Reproduce the entries below verbatim, beginning at the line containing "of the pink" and continuing through the line containing "<point>38,448</point>", with both of those lines included.
-- Data to process start --
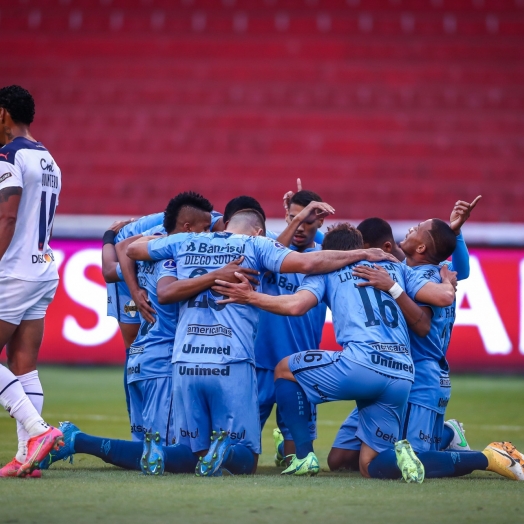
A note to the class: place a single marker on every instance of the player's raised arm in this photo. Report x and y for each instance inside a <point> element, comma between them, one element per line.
<point>9,202</point>
<point>418,318</point>
<point>173,290</point>
<point>243,293</point>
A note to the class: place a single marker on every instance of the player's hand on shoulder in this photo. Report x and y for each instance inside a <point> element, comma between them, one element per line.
<point>460,213</point>
<point>119,224</point>
<point>234,292</point>
<point>229,271</point>
<point>375,254</point>
<point>376,276</point>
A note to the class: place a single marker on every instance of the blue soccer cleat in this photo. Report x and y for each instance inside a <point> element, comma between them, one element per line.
<point>152,461</point>
<point>69,431</point>
<point>210,465</point>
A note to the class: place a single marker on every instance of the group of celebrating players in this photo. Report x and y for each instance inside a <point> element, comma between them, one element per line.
<point>222,320</point>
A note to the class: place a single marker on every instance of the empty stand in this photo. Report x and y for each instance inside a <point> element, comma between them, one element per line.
<point>391,108</point>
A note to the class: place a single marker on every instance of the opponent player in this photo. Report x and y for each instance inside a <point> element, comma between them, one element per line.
<point>375,367</point>
<point>213,377</point>
<point>30,183</point>
<point>280,336</point>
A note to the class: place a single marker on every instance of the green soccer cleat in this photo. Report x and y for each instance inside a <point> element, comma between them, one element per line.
<point>306,466</point>
<point>408,463</point>
<point>67,451</point>
<point>280,460</point>
<point>211,464</point>
<point>152,461</point>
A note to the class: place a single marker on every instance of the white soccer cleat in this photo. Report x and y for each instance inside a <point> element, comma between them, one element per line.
<point>459,441</point>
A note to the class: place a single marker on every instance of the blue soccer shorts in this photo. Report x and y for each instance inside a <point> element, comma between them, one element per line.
<point>327,376</point>
<point>151,408</point>
<point>423,428</point>
<point>216,397</point>
<point>120,305</point>
<point>267,399</point>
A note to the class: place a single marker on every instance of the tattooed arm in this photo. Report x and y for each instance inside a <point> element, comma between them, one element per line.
<point>9,201</point>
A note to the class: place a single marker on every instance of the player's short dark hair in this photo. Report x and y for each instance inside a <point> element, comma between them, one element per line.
<point>240,203</point>
<point>304,198</point>
<point>19,104</point>
<point>375,231</point>
<point>444,239</point>
<point>251,216</point>
<point>342,237</point>
<point>186,199</point>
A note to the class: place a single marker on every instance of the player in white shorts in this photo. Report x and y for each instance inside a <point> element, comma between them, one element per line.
<point>30,183</point>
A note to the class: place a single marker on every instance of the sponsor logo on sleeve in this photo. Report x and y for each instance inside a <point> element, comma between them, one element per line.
<point>5,176</point>
<point>209,331</point>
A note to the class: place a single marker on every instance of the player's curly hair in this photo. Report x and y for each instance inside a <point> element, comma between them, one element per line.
<point>186,199</point>
<point>304,198</point>
<point>19,104</point>
<point>239,204</point>
<point>343,237</point>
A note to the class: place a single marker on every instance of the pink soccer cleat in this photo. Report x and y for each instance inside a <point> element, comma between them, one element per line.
<point>11,470</point>
<point>38,448</point>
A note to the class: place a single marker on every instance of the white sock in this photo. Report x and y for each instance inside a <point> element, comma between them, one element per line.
<point>33,389</point>
<point>18,405</point>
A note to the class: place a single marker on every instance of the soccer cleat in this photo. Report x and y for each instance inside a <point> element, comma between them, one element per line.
<point>67,451</point>
<point>459,441</point>
<point>152,461</point>
<point>280,460</point>
<point>306,466</point>
<point>11,470</point>
<point>410,466</point>
<point>504,459</point>
<point>210,465</point>
<point>39,447</point>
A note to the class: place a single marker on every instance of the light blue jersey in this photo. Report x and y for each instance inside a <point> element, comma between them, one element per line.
<point>139,226</point>
<point>432,387</point>
<point>151,352</point>
<point>280,336</point>
<point>368,323</point>
<point>209,332</point>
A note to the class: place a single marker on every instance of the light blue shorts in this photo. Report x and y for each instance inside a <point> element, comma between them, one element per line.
<point>120,305</point>
<point>216,397</point>
<point>327,376</point>
<point>151,408</point>
<point>266,400</point>
<point>423,428</point>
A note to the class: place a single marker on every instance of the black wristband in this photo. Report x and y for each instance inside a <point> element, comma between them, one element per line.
<point>109,237</point>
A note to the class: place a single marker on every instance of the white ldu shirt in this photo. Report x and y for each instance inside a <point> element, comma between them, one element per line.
<point>29,165</point>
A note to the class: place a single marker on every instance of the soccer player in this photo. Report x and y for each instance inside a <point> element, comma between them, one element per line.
<point>280,336</point>
<point>375,367</point>
<point>214,384</point>
<point>30,183</point>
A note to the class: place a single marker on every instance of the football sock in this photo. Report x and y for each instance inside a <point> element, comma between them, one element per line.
<point>179,459</point>
<point>447,437</point>
<point>126,387</point>
<point>452,464</point>
<point>18,405</point>
<point>33,389</point>
<point>240,460</point>
<point>123,453</point>
<point>295,410</point>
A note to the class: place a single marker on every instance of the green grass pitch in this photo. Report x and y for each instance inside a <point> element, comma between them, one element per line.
<point>92,491</point>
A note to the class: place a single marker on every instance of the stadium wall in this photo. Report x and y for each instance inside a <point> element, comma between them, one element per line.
<point>488,334</point>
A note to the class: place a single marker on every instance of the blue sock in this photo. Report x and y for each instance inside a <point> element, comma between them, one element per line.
<point>126,387</point>
<point>122,453</point>
<point>179,459</point>
<point>452,464</point>
<point>295,411</point>
<point>447,437</point>
<point>384,466</point>
<point>240,460</point>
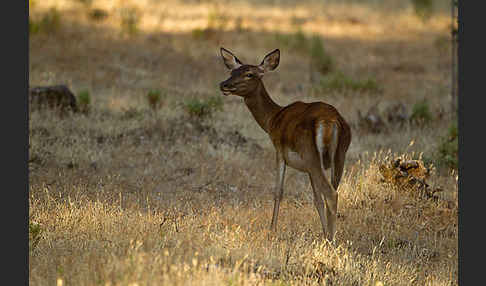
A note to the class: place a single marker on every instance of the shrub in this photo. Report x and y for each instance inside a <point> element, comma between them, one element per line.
<point>203,108</point>
<point>421,112</point>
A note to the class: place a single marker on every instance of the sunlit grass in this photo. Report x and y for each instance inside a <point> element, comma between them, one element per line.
<point>132,195</point>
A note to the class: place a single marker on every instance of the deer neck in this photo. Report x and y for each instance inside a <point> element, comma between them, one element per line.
<point>262,107</point>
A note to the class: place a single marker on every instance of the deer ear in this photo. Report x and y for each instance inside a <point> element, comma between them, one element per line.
<point>270,61</point>
<point>230,60</point>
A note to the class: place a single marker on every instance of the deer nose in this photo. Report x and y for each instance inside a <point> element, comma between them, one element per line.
<point>224,85</point>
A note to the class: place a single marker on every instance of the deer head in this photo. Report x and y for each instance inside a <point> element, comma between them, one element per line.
<point>244,78</point>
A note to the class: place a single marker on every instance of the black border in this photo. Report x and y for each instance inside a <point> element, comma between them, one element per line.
<point>15,140</point>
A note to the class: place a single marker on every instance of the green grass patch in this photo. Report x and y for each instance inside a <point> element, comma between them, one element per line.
<point>338,81</point>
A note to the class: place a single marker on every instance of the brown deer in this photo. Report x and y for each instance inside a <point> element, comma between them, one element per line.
<point>310,137</point>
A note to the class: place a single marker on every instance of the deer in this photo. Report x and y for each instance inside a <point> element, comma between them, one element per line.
<point>309,137</point>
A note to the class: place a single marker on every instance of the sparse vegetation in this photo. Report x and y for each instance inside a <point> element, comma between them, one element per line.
<point>35,234</point>
<point>423,9</point>
<point>448,148</point>
<point>338,81</point>
<point>123,197</point>
<point>130,18</point>
<point>296,41</point>
<point>84,100</point>
<point>50,22</point>
<point>421,112</point>
<point>154,99</point>
<point>198,108</point>
<point>320,59</point>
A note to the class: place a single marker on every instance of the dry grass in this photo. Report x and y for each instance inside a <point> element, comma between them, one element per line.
<point>128,195</point>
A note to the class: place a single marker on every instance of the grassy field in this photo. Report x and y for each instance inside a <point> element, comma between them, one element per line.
<point>180,192</point>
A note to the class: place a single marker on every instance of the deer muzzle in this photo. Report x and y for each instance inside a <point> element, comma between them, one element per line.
<point>226,87</point>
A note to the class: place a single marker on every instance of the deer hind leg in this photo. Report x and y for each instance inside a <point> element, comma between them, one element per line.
<point>278,189</point>
<point>327,144</point>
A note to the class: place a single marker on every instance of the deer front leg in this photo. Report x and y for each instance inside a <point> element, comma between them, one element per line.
<point>278,189</point>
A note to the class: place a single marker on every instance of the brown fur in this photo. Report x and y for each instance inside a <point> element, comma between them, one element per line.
<point>295,131</point>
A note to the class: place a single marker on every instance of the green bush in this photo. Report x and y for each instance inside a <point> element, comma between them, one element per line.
<point>197,108</point>
<point>338,81</point>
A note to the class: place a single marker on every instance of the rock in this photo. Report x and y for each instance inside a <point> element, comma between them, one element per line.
<point>55,97</point>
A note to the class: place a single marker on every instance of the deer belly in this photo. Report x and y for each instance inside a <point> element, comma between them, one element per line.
<point>294,160</point>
-- Data to process end --
Complete response:
A note to the class: place a single marker on every instance of the pink soccer cleat in this photo. Report x and y for each instance inside a <point> element, comma between them, one element per line.
<point>11,470</point>
<point>38,448</point>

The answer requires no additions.